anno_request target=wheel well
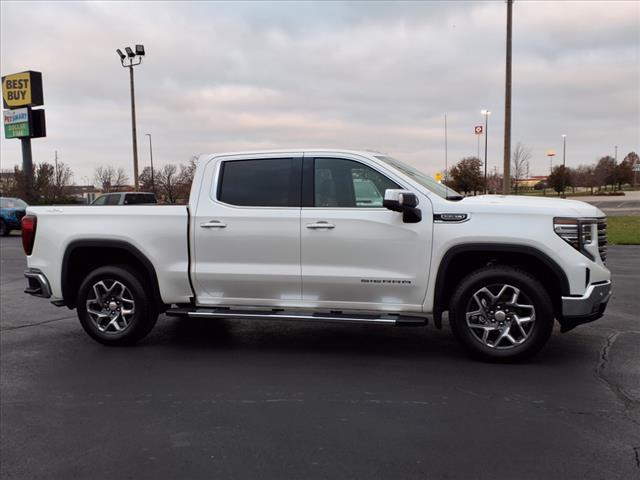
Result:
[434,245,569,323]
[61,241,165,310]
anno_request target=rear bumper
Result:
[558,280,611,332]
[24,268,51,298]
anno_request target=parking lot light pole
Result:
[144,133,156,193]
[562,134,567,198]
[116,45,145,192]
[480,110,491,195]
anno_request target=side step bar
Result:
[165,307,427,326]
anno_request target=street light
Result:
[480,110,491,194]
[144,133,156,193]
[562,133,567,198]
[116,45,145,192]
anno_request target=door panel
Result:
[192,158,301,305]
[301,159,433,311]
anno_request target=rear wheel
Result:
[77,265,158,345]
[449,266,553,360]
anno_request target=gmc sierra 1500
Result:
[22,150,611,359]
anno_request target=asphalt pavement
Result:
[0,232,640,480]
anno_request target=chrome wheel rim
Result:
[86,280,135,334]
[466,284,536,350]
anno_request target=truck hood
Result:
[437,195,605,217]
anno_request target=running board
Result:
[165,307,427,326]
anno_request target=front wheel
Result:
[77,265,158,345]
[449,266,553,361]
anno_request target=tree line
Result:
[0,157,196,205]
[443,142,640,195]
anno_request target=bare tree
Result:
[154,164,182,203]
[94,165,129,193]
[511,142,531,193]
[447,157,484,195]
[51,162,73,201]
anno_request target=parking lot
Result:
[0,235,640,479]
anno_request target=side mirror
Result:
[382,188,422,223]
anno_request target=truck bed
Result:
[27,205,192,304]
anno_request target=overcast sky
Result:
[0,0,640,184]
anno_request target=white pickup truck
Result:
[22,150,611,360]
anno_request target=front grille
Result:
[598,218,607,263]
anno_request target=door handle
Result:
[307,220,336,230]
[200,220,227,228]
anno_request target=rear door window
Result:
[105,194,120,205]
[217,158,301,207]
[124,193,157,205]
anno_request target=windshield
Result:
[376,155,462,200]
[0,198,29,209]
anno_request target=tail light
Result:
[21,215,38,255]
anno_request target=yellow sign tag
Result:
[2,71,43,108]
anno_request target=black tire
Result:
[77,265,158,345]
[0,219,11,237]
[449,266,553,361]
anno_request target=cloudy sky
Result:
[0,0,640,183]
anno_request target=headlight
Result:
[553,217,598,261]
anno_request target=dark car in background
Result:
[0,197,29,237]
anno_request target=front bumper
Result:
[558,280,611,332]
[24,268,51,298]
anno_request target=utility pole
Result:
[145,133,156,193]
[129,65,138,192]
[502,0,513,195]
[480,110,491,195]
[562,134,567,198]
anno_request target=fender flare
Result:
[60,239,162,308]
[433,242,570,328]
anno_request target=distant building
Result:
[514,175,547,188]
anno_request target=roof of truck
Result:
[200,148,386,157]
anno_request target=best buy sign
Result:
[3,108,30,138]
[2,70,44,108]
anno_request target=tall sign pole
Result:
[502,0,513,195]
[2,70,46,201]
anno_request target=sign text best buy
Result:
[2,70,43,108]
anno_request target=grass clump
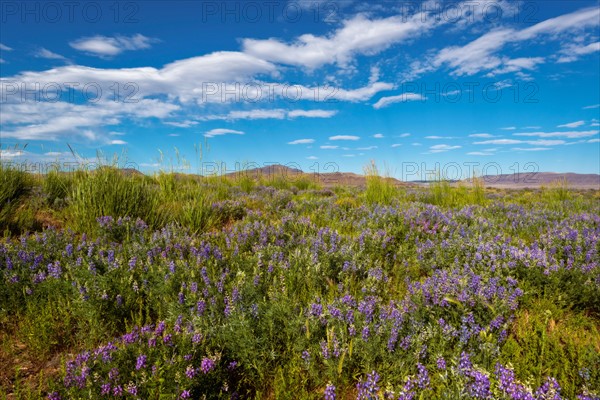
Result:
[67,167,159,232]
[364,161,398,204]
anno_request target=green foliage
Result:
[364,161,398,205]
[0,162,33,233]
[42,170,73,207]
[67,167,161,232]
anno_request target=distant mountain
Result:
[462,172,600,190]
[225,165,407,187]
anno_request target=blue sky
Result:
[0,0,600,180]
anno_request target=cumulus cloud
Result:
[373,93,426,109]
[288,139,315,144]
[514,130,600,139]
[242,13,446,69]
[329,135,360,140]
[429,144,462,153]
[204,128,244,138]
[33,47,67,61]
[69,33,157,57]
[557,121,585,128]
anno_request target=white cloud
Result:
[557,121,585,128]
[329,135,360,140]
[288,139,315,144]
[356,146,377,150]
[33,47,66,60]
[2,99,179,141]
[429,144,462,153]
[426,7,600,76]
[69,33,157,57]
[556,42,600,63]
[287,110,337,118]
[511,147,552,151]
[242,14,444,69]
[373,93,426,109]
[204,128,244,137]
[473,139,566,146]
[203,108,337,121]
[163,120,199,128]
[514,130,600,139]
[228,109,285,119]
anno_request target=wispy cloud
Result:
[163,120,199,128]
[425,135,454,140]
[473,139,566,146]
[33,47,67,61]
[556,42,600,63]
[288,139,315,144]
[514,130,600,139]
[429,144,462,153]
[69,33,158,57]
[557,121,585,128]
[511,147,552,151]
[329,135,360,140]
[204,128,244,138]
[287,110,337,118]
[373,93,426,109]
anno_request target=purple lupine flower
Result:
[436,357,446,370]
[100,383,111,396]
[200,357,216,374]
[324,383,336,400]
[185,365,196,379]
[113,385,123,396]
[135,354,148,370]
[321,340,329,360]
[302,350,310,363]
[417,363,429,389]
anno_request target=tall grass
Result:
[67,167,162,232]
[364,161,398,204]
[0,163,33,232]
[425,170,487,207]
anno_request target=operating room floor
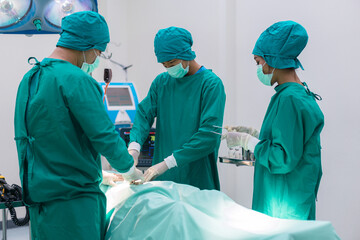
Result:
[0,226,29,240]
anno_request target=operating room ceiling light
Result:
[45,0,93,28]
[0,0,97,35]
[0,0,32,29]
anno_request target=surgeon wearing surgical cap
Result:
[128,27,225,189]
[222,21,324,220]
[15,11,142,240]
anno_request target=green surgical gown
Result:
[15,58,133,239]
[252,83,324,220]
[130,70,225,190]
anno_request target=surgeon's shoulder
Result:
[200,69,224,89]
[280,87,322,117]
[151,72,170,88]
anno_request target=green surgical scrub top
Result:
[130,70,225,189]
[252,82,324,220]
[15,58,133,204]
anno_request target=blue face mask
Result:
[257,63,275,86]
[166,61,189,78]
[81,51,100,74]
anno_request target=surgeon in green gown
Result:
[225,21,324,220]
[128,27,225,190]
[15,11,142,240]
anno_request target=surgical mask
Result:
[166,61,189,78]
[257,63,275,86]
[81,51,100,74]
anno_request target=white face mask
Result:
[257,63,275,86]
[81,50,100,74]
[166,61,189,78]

══════════════════════════════

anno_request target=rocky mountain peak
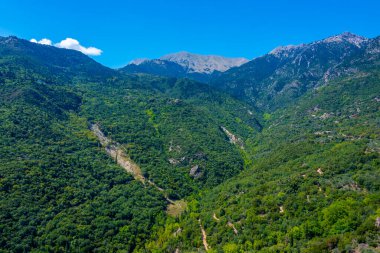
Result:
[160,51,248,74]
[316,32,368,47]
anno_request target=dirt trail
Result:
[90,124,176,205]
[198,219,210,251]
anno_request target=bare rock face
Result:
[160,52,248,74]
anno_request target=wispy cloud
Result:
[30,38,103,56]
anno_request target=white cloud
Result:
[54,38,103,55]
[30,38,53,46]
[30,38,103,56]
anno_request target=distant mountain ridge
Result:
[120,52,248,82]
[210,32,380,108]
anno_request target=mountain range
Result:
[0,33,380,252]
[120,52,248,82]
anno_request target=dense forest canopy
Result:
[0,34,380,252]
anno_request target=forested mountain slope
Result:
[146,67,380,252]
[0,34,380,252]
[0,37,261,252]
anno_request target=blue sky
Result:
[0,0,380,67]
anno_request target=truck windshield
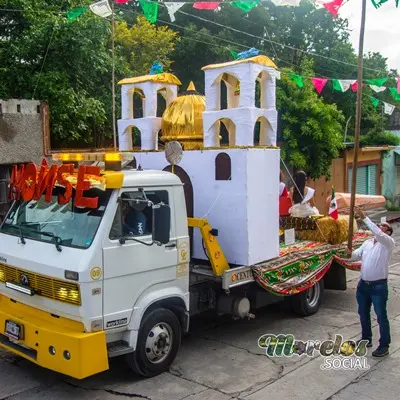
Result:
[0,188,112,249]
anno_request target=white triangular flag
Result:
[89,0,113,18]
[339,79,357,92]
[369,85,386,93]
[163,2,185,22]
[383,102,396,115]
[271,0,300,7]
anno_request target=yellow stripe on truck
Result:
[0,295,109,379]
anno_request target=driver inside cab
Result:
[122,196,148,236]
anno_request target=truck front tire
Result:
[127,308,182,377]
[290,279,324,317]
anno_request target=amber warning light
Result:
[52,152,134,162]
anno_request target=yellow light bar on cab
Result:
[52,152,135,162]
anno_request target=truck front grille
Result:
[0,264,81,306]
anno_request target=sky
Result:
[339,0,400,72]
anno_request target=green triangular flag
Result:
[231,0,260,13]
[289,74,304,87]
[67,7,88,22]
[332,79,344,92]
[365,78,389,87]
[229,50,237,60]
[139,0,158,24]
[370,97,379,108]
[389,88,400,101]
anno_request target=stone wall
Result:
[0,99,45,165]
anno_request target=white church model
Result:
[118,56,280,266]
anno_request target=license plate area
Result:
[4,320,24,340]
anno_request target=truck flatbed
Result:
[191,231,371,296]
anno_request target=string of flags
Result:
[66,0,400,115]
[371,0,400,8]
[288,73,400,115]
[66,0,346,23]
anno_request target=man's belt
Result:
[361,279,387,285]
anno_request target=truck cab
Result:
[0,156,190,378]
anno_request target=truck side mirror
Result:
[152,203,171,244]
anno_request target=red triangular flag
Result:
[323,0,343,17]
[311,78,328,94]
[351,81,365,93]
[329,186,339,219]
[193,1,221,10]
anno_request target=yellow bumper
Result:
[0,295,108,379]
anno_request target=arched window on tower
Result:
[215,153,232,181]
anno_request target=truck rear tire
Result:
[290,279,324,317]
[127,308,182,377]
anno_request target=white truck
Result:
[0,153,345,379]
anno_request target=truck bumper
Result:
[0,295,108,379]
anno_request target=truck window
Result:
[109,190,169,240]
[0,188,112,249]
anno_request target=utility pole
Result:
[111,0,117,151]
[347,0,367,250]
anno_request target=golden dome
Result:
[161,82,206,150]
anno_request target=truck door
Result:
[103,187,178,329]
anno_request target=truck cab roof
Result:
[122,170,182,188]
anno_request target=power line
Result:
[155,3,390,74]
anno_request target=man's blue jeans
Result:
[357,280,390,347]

══════════════════════════════

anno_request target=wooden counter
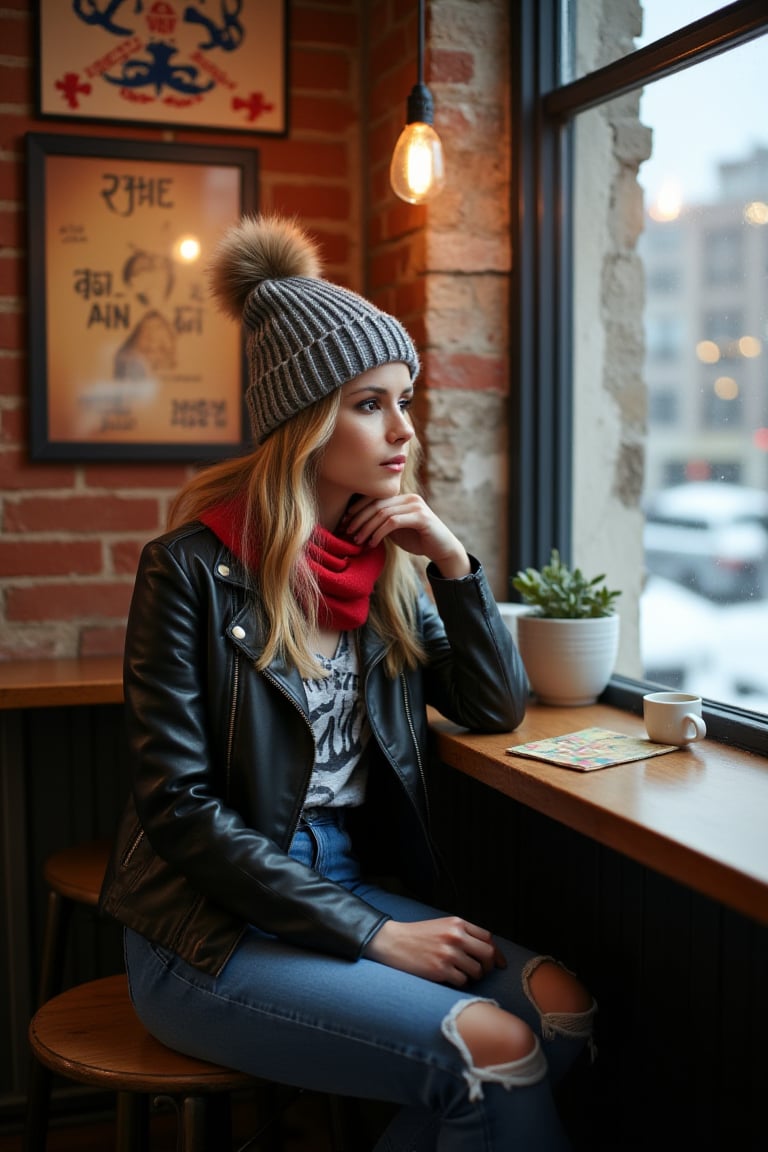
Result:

══════════════════════════════

Stated problem: Filter the lines above down to those containing the word "surgical", and copy each one out.

Problem solution:
anno_request target=surgeon wearing surgical cap
anno_request target=green surgical gown
anno_request target=green surgical scrub top
anno_request target=surgical mask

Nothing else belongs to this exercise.